■ Activity:
Reproduce every entry exactly as shown.
***
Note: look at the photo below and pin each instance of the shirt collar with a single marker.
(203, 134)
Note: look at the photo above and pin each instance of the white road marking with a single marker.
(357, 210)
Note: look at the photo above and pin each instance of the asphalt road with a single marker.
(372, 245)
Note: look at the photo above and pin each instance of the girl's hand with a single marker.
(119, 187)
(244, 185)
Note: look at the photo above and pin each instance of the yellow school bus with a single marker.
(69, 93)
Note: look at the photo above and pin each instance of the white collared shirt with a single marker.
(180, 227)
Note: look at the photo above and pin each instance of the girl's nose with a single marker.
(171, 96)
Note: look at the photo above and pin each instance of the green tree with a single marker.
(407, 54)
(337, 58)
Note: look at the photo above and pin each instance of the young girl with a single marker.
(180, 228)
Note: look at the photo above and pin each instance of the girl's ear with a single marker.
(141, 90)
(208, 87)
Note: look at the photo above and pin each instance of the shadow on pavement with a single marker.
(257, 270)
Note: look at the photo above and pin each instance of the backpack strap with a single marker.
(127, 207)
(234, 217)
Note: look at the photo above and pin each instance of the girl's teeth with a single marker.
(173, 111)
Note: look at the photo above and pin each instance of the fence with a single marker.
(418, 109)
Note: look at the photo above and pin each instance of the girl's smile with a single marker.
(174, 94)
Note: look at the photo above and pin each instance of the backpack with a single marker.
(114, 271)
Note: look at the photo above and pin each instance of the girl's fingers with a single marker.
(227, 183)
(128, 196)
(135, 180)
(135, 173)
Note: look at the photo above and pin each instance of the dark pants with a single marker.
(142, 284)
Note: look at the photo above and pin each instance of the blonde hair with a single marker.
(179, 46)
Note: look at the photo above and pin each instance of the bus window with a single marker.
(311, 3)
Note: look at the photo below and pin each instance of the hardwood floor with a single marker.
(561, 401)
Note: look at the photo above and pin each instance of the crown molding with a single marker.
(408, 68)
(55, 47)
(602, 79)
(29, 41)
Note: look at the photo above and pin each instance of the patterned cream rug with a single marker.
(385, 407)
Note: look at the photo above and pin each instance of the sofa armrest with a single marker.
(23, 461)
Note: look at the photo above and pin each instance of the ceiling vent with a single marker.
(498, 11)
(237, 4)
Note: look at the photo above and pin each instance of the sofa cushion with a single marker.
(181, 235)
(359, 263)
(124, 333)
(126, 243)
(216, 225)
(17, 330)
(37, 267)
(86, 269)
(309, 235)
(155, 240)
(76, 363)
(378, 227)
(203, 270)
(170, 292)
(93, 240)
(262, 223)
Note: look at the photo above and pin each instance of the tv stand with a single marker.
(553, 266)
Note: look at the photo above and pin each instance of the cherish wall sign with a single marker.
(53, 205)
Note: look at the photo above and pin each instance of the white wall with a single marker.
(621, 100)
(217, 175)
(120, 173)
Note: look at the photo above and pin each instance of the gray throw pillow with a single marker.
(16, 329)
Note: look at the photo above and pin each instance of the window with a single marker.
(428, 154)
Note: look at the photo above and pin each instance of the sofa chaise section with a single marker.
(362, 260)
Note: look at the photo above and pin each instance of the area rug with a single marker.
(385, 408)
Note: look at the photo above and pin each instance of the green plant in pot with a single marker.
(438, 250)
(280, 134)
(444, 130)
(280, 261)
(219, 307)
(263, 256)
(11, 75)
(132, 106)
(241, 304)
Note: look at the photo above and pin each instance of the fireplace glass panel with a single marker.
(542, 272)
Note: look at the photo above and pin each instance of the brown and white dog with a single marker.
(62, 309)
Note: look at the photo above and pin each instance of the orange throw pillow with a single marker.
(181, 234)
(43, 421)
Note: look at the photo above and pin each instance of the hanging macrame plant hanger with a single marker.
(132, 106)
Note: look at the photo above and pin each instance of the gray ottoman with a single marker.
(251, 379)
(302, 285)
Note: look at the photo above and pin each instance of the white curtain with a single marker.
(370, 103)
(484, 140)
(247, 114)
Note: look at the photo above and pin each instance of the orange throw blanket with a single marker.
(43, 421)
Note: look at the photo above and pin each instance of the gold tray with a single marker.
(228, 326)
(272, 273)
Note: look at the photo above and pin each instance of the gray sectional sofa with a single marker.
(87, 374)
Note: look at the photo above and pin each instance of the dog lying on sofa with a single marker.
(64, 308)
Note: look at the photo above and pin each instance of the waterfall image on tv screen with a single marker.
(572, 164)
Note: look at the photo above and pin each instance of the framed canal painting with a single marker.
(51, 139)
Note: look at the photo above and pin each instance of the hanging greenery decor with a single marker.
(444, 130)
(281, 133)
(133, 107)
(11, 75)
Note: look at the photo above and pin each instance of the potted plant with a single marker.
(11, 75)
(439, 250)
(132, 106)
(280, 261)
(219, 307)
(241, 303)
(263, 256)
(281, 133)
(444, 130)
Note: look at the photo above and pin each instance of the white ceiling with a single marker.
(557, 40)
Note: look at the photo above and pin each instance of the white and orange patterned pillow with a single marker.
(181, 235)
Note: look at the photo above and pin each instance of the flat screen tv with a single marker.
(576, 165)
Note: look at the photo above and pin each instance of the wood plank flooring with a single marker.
***
■ Exercise solution:
Note: look at the photo below and pin each instance of the shirt collar with a single marker.
(203, 134)
Note: look at the photo above and pin each instance of the white road marking with a single marker.
(357, 210)
Note: look at the photo above and pin each instance of the asphalt road with a single marker.
(372, 245)
Note: look at the photo above and pin each instance of the girl's hand with a single marker.
(119, 187)
(244, 185)
Note: look at the photo above and pin each instance of the yellow school bus with a single marker.
(69, 93)
Note: look at the photo above and pin each instance of the white collared shirt with a single marker.
(180, 227)
Note: look at the photo above and pin each instance of the girl's nose with a single marker.
(171, 96)
Note: look at the photo above and pin each instance of the green tree with a single marker.
(407, 54)
(337, 58)
Note: look at the photo above and pin each instance of the young girl with a single marker.
(180, 228)
Note: look at the photo above and pin each instance of the girl's ear with a single marker.
(141, 90)
(208, 87)
Note: look at the photo above and pin each instance of the shadow on pavement with a single marker.
(257, 270)
Note: look at the photo above and pin each instance of the backpack strap with a single marker.
(127, 207)
(234, 217)
Note: look at the photo above and pin each instance of the girl's teeth with a single marker.
(173, 111)
Note: look at the photo above and pin each instance of the fence with a single marker.
(418, 109)
Note: look at the photo above and pin each instance of the girl's smile with a single marker.
(174, 94)
Note: look at the photo above and pin each instance of the backpack with a single marker.
(114, 271)
Note: look at the photo above and pin each instance of the girl's fingers with a single marker.
(227, 183)
(128, 196)
(135, 180)
(135, 173)
Note: look at the photo above and pin each instance of the dark pants with a single marker.
(142, 284)
Note: look at the photo above and pin each instance of the blonde hair with a single marker.
(179, 46)
Note: look at the photo above and pin each instance of the bus window with a single marker.
(311, 3)
Note: look at the photo below and pin each instance of the hardwood floor with a single marker.
(561, 401)
Note: look at the photo above and pin each instance of the crown molding with a single marker.
(408, 68)
(55, 47)
(602, 79)
(29, 41)
Note: look at the photo above and pin each instance of the patterned cream rug with a single marker.
(385, 407)
Note: look at the photo above and pin each instance of the sofa armrest with a single marker.
(23, 461)
Note: look at the photo above and pin each instance of the ceiling vent with a single marker.
(498, 11)
(237, 4)
Note: look at the photo above and pin each instance of the sofa cushion with a single marker.
(181, 235)
(359, 263)
(124, 333)
(126, 243)
(216, 225)
(17, 330)
(37, 267)
(86, 269)
(309, 235)
(155, 240)
(76, 363)
(378, 227)
(203, 270)
(170, 292)
(93, 240)
(262, 223)
Note: look at the photo above and pin each instance of the tv stand with a single marker.
(553, 266)
Note: look at the photo above and pin each instance of the cherish wall sign with a single marker.
(53, 205)
Note: look at the photo above and pin each instance of the white wall with a single marker.
(621, 100)
(217, 175)
(120, 173)
Note: look at the photo above and pin each instance of the gray throw pillow with a single marker.
(16, 329)
Note: look at the photo above and pin each instance of the window with a single marker.
(428, 154)
Note: look at the photo above and pin each instance of the sofa chaise section with a single marker.
(362, 260)
Note: look at the photo above and pin each instance of the area rug with a single marker.
(385, 408)
Note: look at the photo above and pin each instance of the green plant in pot with a single marker.
(438, 250)
(280, 134)
(444, 130)
(280, 261)
(219, 307)
(263, 256)
(11, 75)
(132, 106)
(241, 304)
Note: look at the photo above and pin each instance of the fireplace glass panel with a single marker.
(542, 272)
Note: look at the photo above and pin each instance of the brown and white dog with a single marker.
(62, 309)
Note: look at the photo above and pin each instance of the orange throw pillow with a single marker.
(181, 234)
(43, 421)
Note: look at the photo above and pin each instance of the hanging macrame plant hanger with a single marker.
(132, 106)
Note: look at the photo above and pin each instance of the gray ottoman with a single marker.
(251, 379)
(302, 285)
Note: look at the photo above and pin each instance of the white curtain with a single marker.
(370, 103)
(484, 140)
(247, 114)
Note: look at the photo above and pin each instance of the orange throw blanket with a single marker.
(43, 421)
Note: look at the photo above and pin each instance of the gold tray with a single marker.
(228, 326)
(272, 273)
Note: look at the photo above and pin each instance of the gray sectional sofa with a single marker.
(87, 374)
Note: look at the photo above and pin each instance of the dog lying on sofa with a single marker.
(64, 308)
Note: look at the photo above and pin each instance of the waterfall image on tv screen with a single marker.
(572, 164)
Note: look at the photo above and pin each instance of the framed canal painting with a single marker.
(51, 139)
Note: look at the photo above and pin each instance of the hanging greenery decor with a single marker.
(444, 130)
(281, 133)
(133, 107)
(11, 75)
Note: look at the photo above and pin each instance of the potted plant with a single marker.
(11, 75)
(439, 250)
(132, 106)
(280, 261)
(219, 307)
(241, 303)
(263, 256)
(281, 133)
(444, 130)
Note: look at the photo above and pin each instance of the white ceiling with a single marker.
(557, 40)
Note: look at the photo above and pin each instance of the white and orange patterned pillow with a single marker.
(181, 235)
Note: look at the photo above and pin each instance of the flat screen tv with a single marker.
(576, 165)
Note: look at the photo above and pin each instance of the wood plank flooring with a single marker.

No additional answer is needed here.